Udall said it will now be up to future administrations and congressional bodies to deal with such key issues, including strengthening campaign finance laws and government ethics rules, limiting corporate spending in elections and rooting out voter-suppression efforts.
“It’s not because people wouldn’t want to support [large reform initiatives],” said Jill Udall, who has been with Tom since 1978. “It’s because we’ve fallen into this partisan abyss where it’s all about beating the other side.
“You can imagine the frustration with the system,” she added.
Tom Udall didn’t sound optimistic about turning around the dwindling supply of propriety and bipartisanship in American politics.
“We work much better at achieving national goals and international goals if we’re doing it cooperatively, collaboratively, in a bipartisan way,” he said. “We’re not seeing that much of that.”
Udall said he was particularly worried about President Donald Trump’s refusal to acknowledge his loss to Joe Biden in the presidential election.
“We may not even have the graciousness and peaceful turning over of power, which is one of the central parts of our democracy,” he said.
Of course, it’s no secret Washington is a partisan mess, and it’s easy for politicians to blame the rancor for the lack of progress. But in Udall’s case, he has long been known for his civility and efforts to reach across the aisle.
Bingaman called him “very respected and very well liked” by people in both parties, noting Udall’s close relationship with the late Sen. John McCain, an Arizona Republican whom Udall called a “mentor” and a “real leader.”
“Tom is extremely respected by everybody in the Congress as far as I know,” Bingaman said. “Nobody questions his integrity and commitment to what he’s trying to do.”
Udall’s affable way extends to Santa Fe, where he has long been a fixture around town, with locals often running into him at the grocery store or the tennis club — where, said friend and former Attorney General Paul Bardacke, he’s a force.
“For years, I dominated him,” Bardacke said. “But now I got to hang in there. He practices and he’s a heck of a tennis player.”
Jill Udall said she can’t go into a grocery store, even in a mask, without running into someone who wants to talk about her husband — how he helped a mother or a daughter or a friend.
“I mean, he was there for his constituents all along,” she said.
Early in Udall’s political career, he was often referred to in the same breath as his father and other members of the long line of Udall politicians.
That made sense, given their stature. His father ran the Interior Department under Presidents John F. Kennedy and Lyndon B. Johnson. His uncle Morris “Mo” Udall was a 30-year congressman from Arizona and onetime presidential candidate who focused on environmental protection.
More recently, cousin Mark Udall was a senator and congressman from Colorado who prioritized natural resources and renewable energy efforts.
Both Stewart and Mo Udall had a big impact on Tom when he was young and would sit listening to them talk strategy on the weekends.
They were big conversations — centered on wilderness issues, land and water conservation, Native American rights and the art of negotiation in Washington.
“My dad would be talking about what kind of deals should we do, how do we get it through the [Interior] committee,” Udall recalled. “I’d sit there and listen, ask an occasional question. Most of it, they were really trying to work things out.”
Udall, who was born in Tucson, Ariz., might have been mostly a fly on the wall back then, but he took a lot of it in.
“The thing about both Stuart and Mo is that they both had, I think, a rare combination of moral courage and political decency,” Udall said. “They were visionaries, but they were also doers.”
As the years went on, the newspapers ceased to couch his identity as “son of Stewart.”
Suddenly, it flipped and Stewart would be referred to as the “father of Tom,” Jill said.
“And that,” she said, “was when it flipped and he was his own man.”

**YOUR OBJECTIVE:** Reproduce the passage about Tom Udall, everything from "Jill Udall said" down to "or a friend.", substituting "face covering" for every occurrence of "mask".

**RECORDED INFORMATION:**
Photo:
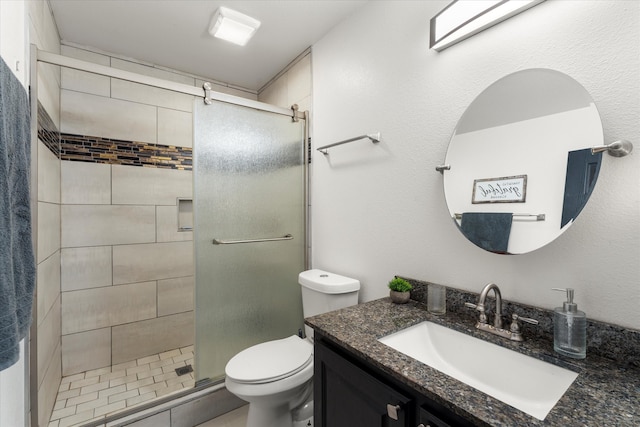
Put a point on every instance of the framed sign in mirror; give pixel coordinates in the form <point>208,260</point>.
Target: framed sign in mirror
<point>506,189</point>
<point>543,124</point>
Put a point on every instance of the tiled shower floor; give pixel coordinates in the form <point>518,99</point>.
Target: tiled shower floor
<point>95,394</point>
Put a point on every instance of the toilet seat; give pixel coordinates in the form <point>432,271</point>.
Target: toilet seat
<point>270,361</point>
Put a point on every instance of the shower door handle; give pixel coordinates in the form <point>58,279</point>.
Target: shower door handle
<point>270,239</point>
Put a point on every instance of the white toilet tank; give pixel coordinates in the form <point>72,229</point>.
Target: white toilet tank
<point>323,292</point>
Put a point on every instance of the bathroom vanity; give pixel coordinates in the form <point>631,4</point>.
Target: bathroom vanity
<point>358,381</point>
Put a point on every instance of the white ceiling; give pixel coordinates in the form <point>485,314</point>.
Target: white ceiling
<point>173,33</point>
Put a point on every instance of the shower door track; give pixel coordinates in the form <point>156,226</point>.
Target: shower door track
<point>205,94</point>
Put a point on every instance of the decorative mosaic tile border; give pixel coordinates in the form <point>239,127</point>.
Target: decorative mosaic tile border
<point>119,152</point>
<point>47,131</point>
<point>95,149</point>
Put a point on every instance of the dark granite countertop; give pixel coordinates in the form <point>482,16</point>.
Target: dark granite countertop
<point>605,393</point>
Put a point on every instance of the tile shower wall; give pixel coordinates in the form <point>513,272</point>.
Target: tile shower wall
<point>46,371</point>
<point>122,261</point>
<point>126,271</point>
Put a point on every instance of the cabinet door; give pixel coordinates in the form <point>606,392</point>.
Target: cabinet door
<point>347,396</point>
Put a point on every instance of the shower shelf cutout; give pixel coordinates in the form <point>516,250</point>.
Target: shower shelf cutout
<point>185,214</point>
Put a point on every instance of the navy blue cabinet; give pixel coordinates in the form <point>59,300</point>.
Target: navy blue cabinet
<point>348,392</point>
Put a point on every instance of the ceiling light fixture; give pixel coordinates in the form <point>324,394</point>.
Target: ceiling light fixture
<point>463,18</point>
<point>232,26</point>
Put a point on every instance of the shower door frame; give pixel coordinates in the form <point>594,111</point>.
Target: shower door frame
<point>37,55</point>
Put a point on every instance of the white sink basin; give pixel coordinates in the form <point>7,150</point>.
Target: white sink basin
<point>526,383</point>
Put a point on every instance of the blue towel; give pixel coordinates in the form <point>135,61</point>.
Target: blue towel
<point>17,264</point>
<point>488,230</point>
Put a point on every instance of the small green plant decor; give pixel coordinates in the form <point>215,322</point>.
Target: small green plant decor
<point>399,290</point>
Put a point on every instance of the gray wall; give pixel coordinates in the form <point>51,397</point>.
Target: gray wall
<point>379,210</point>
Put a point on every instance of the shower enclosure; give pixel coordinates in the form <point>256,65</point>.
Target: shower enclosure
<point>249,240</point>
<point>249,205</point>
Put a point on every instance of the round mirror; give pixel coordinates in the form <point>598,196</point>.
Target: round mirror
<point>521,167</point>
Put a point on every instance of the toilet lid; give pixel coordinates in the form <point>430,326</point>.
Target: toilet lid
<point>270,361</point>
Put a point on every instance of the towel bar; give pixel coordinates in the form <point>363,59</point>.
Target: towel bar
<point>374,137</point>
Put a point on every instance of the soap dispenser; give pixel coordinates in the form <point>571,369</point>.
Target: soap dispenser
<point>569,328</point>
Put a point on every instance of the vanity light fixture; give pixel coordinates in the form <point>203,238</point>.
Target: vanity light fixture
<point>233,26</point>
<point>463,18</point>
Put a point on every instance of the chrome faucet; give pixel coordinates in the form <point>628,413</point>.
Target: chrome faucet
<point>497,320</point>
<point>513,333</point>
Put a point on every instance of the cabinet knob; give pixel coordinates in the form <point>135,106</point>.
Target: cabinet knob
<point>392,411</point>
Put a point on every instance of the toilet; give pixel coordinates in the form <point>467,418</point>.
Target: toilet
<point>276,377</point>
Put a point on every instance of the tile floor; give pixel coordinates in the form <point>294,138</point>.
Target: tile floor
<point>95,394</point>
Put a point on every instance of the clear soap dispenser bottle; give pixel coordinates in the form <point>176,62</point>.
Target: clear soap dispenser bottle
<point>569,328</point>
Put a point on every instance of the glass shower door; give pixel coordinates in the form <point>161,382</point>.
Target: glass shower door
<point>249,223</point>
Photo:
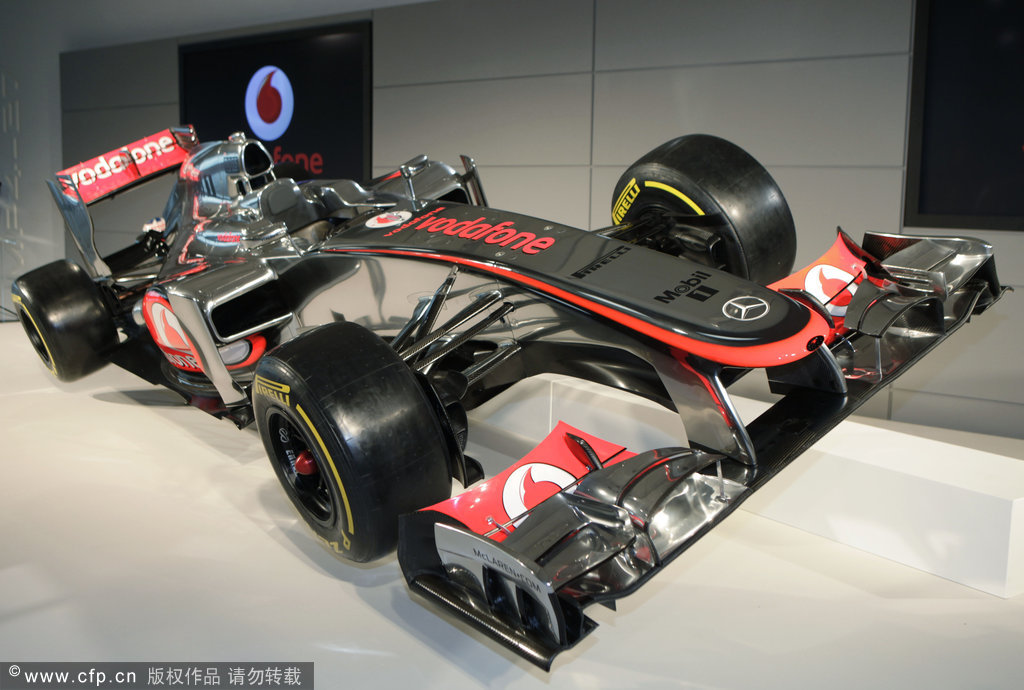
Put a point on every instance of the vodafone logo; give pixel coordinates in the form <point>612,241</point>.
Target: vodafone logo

**RESULT BELOW:**
Jill Udall said she can’t go into a grocery store, even in a face covering, without running into someone who wants to talk about her husband — how he helped a mother or a daughter or a friend.